• Source:
☆ ☆ ☆ ☆ ☆
Is there a way to lock down which `Storage`s an agent is all Prefect Community #ask-community

Is there a way to lock down which `Storage`s an ag...

rectalogic

06/22/2022, 4:45 PM

Is there a way to lock down which `Storage`s an agent is allowed to run? Our concern is if an API key is stolen, and someone submits a flow that e.g. uses a github storage pointing to their own repo and so runs arbitrary code on our ECS agent

Kevin Kho

06/22/2022, 5:22 PM

Hi @rectalogic, no there is no way to lock down the storage. We do scan for publicly exposed keys and notify users, but we don’t have anything more other than to recommend best practices like rotating keys.

rectalogic

06/22/2022, 5:25 PM

would I be able to write my own ECSAgent subclass and override

deploy_flows

and refuse to deploy if the storage is not what I expect? The docs mention implementing that but I don't see that method in the source code https://docs.prefect.io/api/latest/agent/agent.html#agent-2

rectalogic

06/22/2022, 5:27 PM

oh, it's

deploy_flow

Kevin Kho

06/22/2022, 5:30 PM

You could, but then let me just mention an alternative and the pros and cons. I think what you can do instead is use a state handler which can run any Python code. So you can do something like:

Copy code

def myhandler(flow, old_state, new_state):
    if new_state.is_running():
        #logic to check storage
        if storage is not expected:
            cancel_flow

So you can use the GraphQL API to find a flow’s storage. For your own subclass, there is more work. You also have to build an image and get that edited code in, but the upside is the flow is not deployed at all if you can catch it. For the state handler, the code is easier and contained in the Flow. It will just shut down the ECS container immediately, but it still ends up starting. It will also work across all agent types.

Kevin Kho

06/22/2022, 5:33 PM

But yes I think you could:

Copy code

class MyECSAgent(ECSAgent):
    def deploy_flow(self, flow_run):
        # insert logic to check storage
        if logic:
            super.deploy_flow(flow_run)
        else:
            # some logging and pass

rectalogic

06/22/2022, 5:33 PM

I was going to do something like this - subclass

ECSAgent

and override

deploy_flow

, check Storage type and just raise if not expected otherwise

super()

- similar to how it currently checks for Docker storage https://github.com/PrefectHQ/prefect/blob/master/src/prefect/agent/ecs/agent.py#L321 I'll look at state handlers too

Kevin Kho

06/22/2022, 5:34 PM

Yeah and then you can get storage with GraphQL:

Copy code

query {
  flow {
    storage
  }
}

and doing:

Copy code

from prefect.client import Client
client = Client()
☆ ☆ ☆ ☆ ☆
• Task inputs:
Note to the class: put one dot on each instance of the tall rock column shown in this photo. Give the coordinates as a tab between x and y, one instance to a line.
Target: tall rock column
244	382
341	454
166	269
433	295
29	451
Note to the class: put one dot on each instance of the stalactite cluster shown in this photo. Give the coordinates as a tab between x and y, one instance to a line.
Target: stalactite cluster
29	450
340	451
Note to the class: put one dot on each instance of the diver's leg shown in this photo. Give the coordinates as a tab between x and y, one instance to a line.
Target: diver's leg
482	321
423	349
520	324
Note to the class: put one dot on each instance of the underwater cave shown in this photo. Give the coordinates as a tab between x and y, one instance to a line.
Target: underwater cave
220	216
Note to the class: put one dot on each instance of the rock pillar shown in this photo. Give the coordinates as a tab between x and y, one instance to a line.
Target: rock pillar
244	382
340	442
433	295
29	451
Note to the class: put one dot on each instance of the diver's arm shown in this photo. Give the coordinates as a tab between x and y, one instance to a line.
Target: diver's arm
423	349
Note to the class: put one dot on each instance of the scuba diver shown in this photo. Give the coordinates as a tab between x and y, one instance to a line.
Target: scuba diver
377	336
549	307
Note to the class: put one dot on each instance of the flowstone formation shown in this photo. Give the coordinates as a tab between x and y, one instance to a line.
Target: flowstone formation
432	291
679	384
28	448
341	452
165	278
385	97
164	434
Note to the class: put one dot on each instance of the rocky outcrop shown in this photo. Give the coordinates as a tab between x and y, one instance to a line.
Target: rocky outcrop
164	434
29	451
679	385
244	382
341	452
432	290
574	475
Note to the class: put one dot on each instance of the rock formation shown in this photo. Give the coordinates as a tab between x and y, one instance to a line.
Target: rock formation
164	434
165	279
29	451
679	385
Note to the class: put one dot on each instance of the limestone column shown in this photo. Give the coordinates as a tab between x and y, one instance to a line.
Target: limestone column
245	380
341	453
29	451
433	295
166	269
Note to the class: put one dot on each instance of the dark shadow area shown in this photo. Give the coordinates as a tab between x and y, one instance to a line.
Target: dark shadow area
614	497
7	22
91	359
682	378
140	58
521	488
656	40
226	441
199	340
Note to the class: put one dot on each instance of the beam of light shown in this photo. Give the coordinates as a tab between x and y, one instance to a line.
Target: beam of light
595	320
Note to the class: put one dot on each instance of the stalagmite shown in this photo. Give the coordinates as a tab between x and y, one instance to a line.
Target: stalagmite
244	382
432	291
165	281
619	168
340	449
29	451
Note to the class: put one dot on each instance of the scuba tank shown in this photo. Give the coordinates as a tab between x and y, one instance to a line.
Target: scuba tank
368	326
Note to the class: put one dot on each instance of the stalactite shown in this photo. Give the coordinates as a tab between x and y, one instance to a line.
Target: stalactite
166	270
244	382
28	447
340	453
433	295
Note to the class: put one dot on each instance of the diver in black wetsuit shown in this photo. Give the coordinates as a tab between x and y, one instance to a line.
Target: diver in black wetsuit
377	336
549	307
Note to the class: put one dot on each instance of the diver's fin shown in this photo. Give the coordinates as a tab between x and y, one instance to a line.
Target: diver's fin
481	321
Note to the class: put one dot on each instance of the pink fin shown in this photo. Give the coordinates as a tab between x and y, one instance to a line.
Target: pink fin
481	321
☆ ☆ ☆ ☆ ☆
• Actions to take:
(1) Copy the rows word for word, from the line that contains "the stalactite shown" up to and including the last line of the rows.
(2) Continue the Prefect forum thread about locking down agent storage, picking up right after its final line.
The rows are unrelated to the Prefect forum thread.

• Results by task:
(1)
Note to the class: put one dot on each instance of the stalactite shown in this photo. Give the coordinates as a tab between x and y, one instance to a line.
Target: stalactite
166	270
244	382
28	447
340	453
433	295
Note to the class: put one dot on each instance of the diver in black wetsuit shown in this photo. Give the coordinates as a tab between x and y, one instance to a line.
Target: diver in black wetsuit
377	336
549	307
Note to the class: put one dot on each instance of the diver's fin shown in this photo. Give the coordinates as a tab between x and y, one instance to a line.
Target: diver's fin
481	321
Note to the class: put one dot on each instance of the pink fin shown in this photo. Give the coordinates as a tab between x and y, one instance to a line.
Target: pink fin
481	321

(2)
client.graphql(query)

rectalogic

06/22/2022, 5:36 PM

it looks like the storage is in the flow_run already?

isinstance(StorageSchema().load(flow_run.flow.storage), Docker)

Kevin Kho

06/22/2022, 5:37 PM

Oh good catch yes that makes sense

rectalogic

06/22/2022, 9:00 PM

hmm, I would also like to enforce the

task_definition_arn

that my ECSAgent uses - I had thought that was passed into the constructor but apparently it gets it from run_config. Would I use

set_temporary_config

to set this? The docs say it is only for testing but the CLI uses it (but also I'm not even sure if this is overriding the run_config or not) https://github.com/PrefectHQ/prefect/blob/master/src/prefect/cli/agent.py#L126

Kevin Kho

06/22/2022, 9:04 PM

I dont think you need it there because you can have it in

deploy_flow

right? You have the RunConfig there so just compare there? I think you are trying to make the CLI edits to deploy an agent? You can just make a Python script to call

Agent.start()

Kevin Kho

06/22/2022, 9:06 PM

MyECSAgent().start()

in a python script?

rectalogic

06/22/2022, 9:06 PM

right, but I could only see how to pass in the api key via setting

cloud.api_key

set_temporary_config

rectalogic

06/22/2022, 9:07 PM

for task_definition_arn, I want to override anything specified and make it use my existing ARN. Can I just

run_config = self._get_run_config(flow_run, ECSRun)

and then write into that?

rectalogic

06/22/2022, 9:09 PM

oh, that's a graphql query. Ugh, so I don't really want whomever submits a flow to have control of this. I want to enforce using my task_definition_arn so that any task that runs on this agent is forced to use it

Kevin Kho

06/22/2022, 9:11 PM

I guess yes you can pass api_key through the temporary config. I think you could do that yeah. I can’t think immediately of things that could break.

rectalogic

06/22/2022, 9:13 PM

is there another way? I construct

ECSAgent

and then

start()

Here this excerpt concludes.